- [Exercise data]:

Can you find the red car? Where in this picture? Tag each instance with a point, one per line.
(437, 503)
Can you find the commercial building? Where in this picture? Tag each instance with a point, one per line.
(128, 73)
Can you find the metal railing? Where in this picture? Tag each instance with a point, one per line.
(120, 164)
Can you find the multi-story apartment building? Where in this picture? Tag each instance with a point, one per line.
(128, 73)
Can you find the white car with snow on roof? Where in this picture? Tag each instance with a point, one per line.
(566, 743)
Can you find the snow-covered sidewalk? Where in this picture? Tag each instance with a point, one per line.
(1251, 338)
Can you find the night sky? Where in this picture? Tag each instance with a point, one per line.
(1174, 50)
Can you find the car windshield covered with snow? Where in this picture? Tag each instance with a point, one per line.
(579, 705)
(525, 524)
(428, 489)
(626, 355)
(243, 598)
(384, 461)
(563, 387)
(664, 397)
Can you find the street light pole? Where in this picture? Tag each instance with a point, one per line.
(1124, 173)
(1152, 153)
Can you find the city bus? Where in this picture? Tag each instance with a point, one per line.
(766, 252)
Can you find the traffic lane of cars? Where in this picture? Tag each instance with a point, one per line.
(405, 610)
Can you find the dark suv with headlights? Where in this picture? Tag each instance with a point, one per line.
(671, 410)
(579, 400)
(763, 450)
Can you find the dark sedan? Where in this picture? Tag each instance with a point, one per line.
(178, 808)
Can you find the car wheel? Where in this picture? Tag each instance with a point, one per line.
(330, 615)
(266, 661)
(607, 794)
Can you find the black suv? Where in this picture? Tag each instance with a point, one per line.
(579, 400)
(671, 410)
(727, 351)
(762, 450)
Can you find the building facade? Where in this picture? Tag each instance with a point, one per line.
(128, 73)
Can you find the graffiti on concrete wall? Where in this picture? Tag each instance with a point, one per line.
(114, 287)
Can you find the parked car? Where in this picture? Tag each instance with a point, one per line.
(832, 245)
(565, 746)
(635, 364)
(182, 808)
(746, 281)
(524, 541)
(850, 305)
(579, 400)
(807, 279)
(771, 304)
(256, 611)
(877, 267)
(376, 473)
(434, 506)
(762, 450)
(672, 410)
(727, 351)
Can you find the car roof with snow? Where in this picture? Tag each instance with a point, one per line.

- [Task item]: What is wanted is the complete set of entries, returned verbatim.

- [Response box]:
Can you find the red car? Where in this picture? Tag each instance with a point, one per line.
(437, 503)
Can you find the commercial building? Where in this picture? Tag each instance with a point, one per line.
(128, 73)
Can you find the metal railing? Where in this picture? Tag each instance with a point, one per line.
(120, 164)
Can you find the multi-story apartment building? Where in this picture? Tag each instance with a point, one per line.
(128, 73)
Can you find the white car with snow on roof? Where in this picture? Tag each instance with a point, one per line.
(566, 743)
Can you find the snow-covered sidewalk? Where in this picture? Tag each instance with a point, one per line.
(1251, 338)
Can you find the night sky? Where in this picture? Tag each instance with a point, one per line.
(1174, 50)
Can you find the car windshield covered with snow? Where in this picture? Tag each instance with a point, one per line.
(579, 705)
(525, 524)
(428, 489)
(626, 355)
(243, 598)
(384, 461)
(563, 387)
(664, 397)
Can you find the street light pole? Where in this picture? Tag each instance with a point, one per line.
(1124, 173)
(1152, 153)
Can you find the city bus? Where in this picture? Tag each instance with a point, one per line.
(766, 252)
Can you find the traffic lane of cars? Where in this picture? Tag each instance with a point, one per line.
(405, 610)
Can you find the dark suv with headlights? Where in this picture? Tag each instance with a point, one per line.
(671, 410)
(579, 400)
(763, 450)
Can you find the dark sedan? Where in this picture? Tag each instance with a point, one per line.
(178, 808)
Can you find the car wheel? Where in this picture? Tag each instance with a point, one per line.
(330, 615)
(266, 661)
(607, 794)
Can you find the black suv? Where in this picture? Tag each instance with a point, one per line.
(579, 400)
(671, 410)
(727, 351)
(762, 450)
Can you find the building facade? Where in this picture? Tag each instance with a point, one per line.
(128, 73)
Can you find the graffiti on concrete wall? Where in this picture? Tag each instance with a point, one per line.
(114, 287)
Can you find the parked car? Where in this picture? Tag each instance with a point, one per line.
(832, 245)
(565, 746)
(635, 364)
(182, 808)
(746, 281)
(524, 541)
(850, 305)
(579, 400)
(807, 279)
(771, 304)
(256, 611)
(877, 267)
(376, 473)
(434, 506)
(762, 450)
(672, 410)
(727, 351)
Can you find the car roof with snow? Where in this picture? Tag each instance with a point, one per line.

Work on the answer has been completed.